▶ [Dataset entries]
● ● ●

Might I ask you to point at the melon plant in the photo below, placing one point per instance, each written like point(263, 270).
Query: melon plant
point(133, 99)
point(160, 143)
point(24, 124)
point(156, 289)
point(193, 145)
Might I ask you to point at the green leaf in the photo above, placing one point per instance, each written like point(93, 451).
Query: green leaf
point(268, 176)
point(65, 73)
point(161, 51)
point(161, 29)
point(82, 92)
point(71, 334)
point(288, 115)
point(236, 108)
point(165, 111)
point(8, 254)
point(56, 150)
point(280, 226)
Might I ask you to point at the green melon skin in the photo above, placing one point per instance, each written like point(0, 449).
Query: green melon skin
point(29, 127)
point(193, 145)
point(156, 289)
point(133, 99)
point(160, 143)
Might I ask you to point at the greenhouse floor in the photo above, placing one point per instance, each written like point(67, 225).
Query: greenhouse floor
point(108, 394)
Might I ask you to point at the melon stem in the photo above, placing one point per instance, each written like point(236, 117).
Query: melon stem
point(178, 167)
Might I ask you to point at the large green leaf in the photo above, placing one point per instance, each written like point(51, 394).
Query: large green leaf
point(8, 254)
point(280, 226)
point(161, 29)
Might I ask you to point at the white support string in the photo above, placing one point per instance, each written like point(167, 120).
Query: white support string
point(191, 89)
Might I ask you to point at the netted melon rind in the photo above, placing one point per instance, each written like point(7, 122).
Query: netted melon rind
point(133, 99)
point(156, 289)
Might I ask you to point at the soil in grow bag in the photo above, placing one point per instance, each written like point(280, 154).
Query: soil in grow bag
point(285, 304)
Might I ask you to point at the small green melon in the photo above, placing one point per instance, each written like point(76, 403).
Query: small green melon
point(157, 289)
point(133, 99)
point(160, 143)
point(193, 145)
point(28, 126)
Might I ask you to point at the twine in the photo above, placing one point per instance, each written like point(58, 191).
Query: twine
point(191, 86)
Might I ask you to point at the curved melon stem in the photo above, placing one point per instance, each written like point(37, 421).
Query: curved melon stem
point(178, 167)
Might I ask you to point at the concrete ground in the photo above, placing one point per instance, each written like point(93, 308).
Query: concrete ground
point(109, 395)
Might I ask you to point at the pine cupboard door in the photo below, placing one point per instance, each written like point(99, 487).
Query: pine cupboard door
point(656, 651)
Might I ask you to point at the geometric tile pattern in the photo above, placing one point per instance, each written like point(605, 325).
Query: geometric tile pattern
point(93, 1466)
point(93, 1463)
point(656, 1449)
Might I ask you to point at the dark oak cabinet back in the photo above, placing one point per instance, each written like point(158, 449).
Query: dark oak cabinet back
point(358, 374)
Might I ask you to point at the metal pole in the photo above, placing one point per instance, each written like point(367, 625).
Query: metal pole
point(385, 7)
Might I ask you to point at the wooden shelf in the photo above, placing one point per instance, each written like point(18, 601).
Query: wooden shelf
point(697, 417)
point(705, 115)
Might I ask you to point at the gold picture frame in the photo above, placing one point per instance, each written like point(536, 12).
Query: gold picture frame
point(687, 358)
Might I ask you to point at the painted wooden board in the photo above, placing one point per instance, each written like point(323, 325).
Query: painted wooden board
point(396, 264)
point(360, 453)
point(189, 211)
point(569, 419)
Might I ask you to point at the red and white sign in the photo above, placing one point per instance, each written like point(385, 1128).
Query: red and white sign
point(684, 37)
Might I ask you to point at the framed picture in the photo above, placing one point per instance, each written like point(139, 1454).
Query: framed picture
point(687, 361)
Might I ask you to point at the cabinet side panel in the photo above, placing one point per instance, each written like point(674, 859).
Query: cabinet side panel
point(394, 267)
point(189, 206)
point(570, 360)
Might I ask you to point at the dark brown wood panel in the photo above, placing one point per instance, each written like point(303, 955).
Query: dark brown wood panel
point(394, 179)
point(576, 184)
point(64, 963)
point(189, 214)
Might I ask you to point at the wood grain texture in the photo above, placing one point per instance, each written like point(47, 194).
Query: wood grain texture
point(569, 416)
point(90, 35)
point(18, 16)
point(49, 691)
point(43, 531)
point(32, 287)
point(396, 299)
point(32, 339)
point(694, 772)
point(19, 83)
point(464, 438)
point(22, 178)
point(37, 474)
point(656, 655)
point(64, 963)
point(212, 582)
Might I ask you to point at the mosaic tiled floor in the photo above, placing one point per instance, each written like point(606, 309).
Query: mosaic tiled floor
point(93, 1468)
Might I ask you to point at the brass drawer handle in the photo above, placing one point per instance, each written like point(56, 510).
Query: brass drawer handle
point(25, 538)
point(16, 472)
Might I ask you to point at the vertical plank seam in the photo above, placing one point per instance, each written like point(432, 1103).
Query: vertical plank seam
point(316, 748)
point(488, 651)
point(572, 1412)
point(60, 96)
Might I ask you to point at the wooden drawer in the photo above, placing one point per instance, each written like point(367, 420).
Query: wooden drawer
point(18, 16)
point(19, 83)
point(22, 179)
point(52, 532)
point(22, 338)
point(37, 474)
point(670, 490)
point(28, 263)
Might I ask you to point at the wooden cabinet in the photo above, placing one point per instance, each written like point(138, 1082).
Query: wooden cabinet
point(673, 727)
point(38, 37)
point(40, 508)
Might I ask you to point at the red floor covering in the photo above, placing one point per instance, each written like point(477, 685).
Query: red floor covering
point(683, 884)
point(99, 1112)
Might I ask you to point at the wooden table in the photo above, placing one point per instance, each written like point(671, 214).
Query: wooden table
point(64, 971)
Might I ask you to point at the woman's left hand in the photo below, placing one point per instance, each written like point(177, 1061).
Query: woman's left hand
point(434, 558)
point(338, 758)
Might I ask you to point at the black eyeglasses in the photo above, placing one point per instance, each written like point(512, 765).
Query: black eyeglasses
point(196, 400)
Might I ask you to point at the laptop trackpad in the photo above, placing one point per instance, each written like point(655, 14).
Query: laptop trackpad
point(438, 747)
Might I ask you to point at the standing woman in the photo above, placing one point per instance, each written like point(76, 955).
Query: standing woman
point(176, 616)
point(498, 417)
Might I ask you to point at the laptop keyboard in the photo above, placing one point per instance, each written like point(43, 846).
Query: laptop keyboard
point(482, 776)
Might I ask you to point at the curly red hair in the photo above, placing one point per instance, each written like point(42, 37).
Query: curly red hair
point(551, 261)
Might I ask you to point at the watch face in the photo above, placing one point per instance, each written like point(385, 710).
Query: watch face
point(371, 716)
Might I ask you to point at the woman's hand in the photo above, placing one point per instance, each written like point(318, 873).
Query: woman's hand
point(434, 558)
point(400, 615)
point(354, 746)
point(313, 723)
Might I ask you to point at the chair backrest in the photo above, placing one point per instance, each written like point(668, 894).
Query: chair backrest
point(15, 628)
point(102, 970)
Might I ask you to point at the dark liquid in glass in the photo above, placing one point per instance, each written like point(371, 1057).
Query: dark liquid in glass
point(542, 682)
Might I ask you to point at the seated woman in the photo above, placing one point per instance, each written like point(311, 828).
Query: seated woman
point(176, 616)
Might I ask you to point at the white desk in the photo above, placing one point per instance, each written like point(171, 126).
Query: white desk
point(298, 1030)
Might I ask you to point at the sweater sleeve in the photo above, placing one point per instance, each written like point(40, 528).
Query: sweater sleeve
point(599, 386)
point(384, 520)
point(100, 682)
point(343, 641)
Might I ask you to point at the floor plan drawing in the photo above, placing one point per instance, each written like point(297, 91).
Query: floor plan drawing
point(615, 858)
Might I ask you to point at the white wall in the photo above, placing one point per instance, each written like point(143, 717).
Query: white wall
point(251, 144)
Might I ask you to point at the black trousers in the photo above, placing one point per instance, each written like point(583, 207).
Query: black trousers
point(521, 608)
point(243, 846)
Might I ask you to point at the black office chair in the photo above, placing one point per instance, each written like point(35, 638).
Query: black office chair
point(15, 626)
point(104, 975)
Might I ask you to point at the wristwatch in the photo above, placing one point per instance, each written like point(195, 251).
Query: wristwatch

● ● ●

Copy every line of the data that holds the string "below".

▶ [EXERCISE OUTPUT]
Might I ask you to point at the melon plant in the photo below, placing one point per instance, each written like point(263, 270).
Might I ask you to point at the pine cupboard door in the photo below, placing one point per instance, each written like point(99, 487).
Might I ask you to point at the woman's left hand in the photo below, placing one point per instance, each written like point(177, 1061).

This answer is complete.